Records supplied:

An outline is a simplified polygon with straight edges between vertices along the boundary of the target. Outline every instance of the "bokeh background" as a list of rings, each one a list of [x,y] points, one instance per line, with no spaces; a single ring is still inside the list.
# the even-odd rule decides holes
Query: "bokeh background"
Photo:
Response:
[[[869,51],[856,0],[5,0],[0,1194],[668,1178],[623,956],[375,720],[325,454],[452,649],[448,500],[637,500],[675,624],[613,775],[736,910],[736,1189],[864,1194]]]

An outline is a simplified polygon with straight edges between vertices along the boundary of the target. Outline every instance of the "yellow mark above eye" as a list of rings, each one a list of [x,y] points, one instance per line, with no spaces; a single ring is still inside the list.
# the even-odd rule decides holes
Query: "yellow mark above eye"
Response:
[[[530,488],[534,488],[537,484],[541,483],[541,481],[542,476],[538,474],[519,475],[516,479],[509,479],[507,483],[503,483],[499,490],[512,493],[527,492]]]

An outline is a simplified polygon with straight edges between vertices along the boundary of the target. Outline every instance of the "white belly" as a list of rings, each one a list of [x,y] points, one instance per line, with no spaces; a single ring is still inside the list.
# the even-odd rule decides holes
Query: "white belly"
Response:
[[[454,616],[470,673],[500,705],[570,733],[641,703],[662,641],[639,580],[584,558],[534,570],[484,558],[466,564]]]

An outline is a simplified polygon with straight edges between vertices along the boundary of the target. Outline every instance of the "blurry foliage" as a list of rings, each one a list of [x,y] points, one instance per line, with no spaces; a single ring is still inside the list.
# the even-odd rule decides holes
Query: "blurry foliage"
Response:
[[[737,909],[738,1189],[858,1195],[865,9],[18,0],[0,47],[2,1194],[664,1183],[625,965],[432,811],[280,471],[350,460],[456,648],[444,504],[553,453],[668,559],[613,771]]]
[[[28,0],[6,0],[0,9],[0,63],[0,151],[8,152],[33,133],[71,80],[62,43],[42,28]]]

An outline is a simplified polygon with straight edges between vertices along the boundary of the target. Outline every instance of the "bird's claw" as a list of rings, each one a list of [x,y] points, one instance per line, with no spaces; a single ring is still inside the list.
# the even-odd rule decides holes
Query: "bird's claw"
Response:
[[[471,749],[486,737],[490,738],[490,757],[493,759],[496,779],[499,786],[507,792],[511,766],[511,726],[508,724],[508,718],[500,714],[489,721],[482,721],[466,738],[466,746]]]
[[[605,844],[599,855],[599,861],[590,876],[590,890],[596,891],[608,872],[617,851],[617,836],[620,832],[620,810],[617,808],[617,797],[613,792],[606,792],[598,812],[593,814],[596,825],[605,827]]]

Required work:
When copying the data above, keep every line exactly as written.

Output below:
An outline is a simplified polygon with straight edges between vertices along the boundary of the target. Outline every instance of the "bokeh background" as a list of rings, each one a list of [x,y] points, one instance per line, with no spaces; a single ring is still inside the list.
# the even-odd rule decides holes
Query: "bokeh background"
Photo:
Response:
[[[869,51],[856,0],[5,0],[0,1194],[668,1178],[623,956],[375,720],[325,454],[452,649],[448,500],[637,500],[675,624],[613,775],[736,910],[736,1189],[864,1194]]]

An outline is a simplified polygon with straight edges between vertices along the boundary of the target. Outline every instance of the "yellow mark above eye" as a list of rings, each one a list of [x,y] points, one instance per line, with no spaces; a single ring is still inside the list.
# the even-odd rule decides holes
Query: "yellow mark above eye"
Response:
[[[530,488],[534,488],[537,484],[541,483],[541,481],[542,476],[538,474],[519,475],[516,479],[509,479],[507,483],[503,483],[499,490],[512,493],[527,492]]]

An outline is a simplified polygon with straight edges between vertices along the boundary of the target. Outline every instance of the "white belly" as a list of rings, each one a list of [x,y] points, one instance per line, with no spaces; a single ring is still inside the list.
# the even-odd rule decides holes
Query: "white belly"
Response:
[[[454,616],[470,673],[500,705],[570,733],[641,703],[662,641],[639,580],[584,558],[534,570],[484,558],[466,564]]]

An outline is a simplified polygon with straight edges between vertices along the boundary of the target. Outline every instance of the "blurry foliage" as a list of rings, each one a list of [x,y] points, one instance per line, with no spaces; a single ring is still inside the list.
# the even-odd rule decides holes
Query: "blurry foliage"
Response:
[[[737,909],[738,1189],[858,1195],[865,9],[18,0],[0,47],[2,1194],[664,1183],[625,965],[432,811],[280,471],[350,460],[456,648],[444,504],[553,453],[668,559],[613,771]]]
[[[28,0],[6,0],[0,9],[0,63],[0,151],[8,152],[33,133],[71,80],[62,43],[42,28]]]

An outline is a simplified polygon with straight edges between vertices along the boundary of the target. Outline every instance of the "bird's claw" as a list of rings, each one a list of [x,y] points, one instance per line, with no spaces; a single ring is still inside the list.
# the even-odd rule decides holes
Query: "bird's claw"
Response:
[[[471,749],[486,737],[490,738],[490,757],[493,759],[496,779],[499,786],[507,792],[511,766],[511,726],[508,724],[508,718],[500,714],[489,721],[482,721],[466,738],[466,746]]]
[[[605,844],[599,855],[599,861],[590,876],[590,890],[596,891],[608,872],[617,851],[617,836],[620,832],[620,810],[617,808],[617,797],[613,792],[606,792],[598,812],[593,814],[596,825],[605,827]]]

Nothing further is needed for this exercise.